CHALLENGE A: In the forum thread below, which constant is the integral from 0 to 1 said to equal?

EXTRACTED TEXT:
━━━

2
$\begingroup$

How to prove that?

$$\int_0^1 \frac{1 - e^{-t} - e^{-1/t}}{t}\ \text{d}t = \gamma$$

where $\gamma = 0.5772156649015328606065\ldots$ is the Euler-Mascheroni constant.

Additional question: is there a way to evaluate it via Residues Theorem too?

$\endgroup$

closed as off-topic by Carl Mummert, Pragabhava, Qwerty, Daniel W. Farlow, suomynonA Oct 24 '16 at 22:54

This question appears to be off-topic. The users who voted to close gave this specific reason:

  • "This question is missing context or other details: Please improve the question by providing additional context, which ideally includes your thoughts on the problem and any attempts you have made to solve it. This information helps others identify where you have difficulties and helps them write answers appropriate to your experience level." – Carl Mummert, Pragabhava, Qwerty, Daniel W. Farlow, suomynonA
If this question can be reworded to fit the rules in the help center, please edit the question.

  • $\begingroup$ OFF ToPIC? I believe you guys behave really weirdly. Off topic this question. HA HA HA HA HA HA!!!!! $\endgroup$ – Von Neumann Oct 28 '16 at 14:46
  • $\begingroup$ I agree. It is a good question, as can be seen by the quality and variety of solutions. Also, someone with your amount of reputation points should never have a question closed unless it is clearly absurd. Unfortunately, this type of behavior by moderators plagues all internet forums. $\endgroup$ – poweierstrass Nov 2 '16 at 14:23
  • $\begingroup$ @poweierstrass I completely agree with you! It's really a pity because moderators shall assume a very different behaviour. Well, still. I appreciated really much your answer and all the other ones here. So I cannot complain (too much) about :D $\endgroup$ – Von Neumann Nov 2 '16 at 14:41
5
$\begingroup$

Preliminary results.

━━━

CHALLENGE B: List every line of the records below that contains the word "retaining", matching case exactly.

[Data listing]
━━━

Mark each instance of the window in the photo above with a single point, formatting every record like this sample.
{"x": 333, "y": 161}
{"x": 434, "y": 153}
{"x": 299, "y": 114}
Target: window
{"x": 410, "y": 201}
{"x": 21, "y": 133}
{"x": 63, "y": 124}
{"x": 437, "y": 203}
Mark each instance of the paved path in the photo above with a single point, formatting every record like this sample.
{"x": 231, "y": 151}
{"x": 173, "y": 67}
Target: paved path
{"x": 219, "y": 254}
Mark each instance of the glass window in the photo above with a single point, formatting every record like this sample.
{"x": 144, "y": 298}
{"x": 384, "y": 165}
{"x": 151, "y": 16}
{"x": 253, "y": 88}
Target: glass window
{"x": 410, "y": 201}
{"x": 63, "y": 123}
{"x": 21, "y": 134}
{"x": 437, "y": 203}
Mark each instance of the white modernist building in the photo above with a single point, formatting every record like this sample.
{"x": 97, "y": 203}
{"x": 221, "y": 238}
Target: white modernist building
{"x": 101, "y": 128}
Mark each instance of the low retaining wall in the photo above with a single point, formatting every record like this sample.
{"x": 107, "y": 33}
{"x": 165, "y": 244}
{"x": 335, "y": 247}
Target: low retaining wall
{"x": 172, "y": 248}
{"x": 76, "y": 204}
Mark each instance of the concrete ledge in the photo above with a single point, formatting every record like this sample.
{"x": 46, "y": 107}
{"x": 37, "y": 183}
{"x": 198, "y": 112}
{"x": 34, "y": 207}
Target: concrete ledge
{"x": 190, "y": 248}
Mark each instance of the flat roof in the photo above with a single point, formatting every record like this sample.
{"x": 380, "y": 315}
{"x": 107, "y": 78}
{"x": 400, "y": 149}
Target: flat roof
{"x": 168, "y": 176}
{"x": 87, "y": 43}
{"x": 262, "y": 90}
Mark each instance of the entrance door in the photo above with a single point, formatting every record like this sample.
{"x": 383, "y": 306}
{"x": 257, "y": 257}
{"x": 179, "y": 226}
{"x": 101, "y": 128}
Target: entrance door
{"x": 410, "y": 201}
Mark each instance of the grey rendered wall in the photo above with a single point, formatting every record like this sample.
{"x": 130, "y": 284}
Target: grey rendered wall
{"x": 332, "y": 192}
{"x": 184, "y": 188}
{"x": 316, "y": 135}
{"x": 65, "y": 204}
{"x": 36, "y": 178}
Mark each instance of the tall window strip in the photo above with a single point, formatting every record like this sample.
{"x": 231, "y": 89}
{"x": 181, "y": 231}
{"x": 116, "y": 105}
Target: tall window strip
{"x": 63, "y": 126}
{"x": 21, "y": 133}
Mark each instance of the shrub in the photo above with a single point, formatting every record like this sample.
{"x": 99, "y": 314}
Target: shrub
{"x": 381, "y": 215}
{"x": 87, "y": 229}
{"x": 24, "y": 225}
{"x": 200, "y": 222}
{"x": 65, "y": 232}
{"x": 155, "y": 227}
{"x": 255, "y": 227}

━━━

TASK OUTPUT A: The Euler-Mascheroni constant, γ.

TASK OUTPUT B:
Mark each instance of the low retaining wall in the photo above with a single point, formatting every record like this sample.
Target: low retaining wall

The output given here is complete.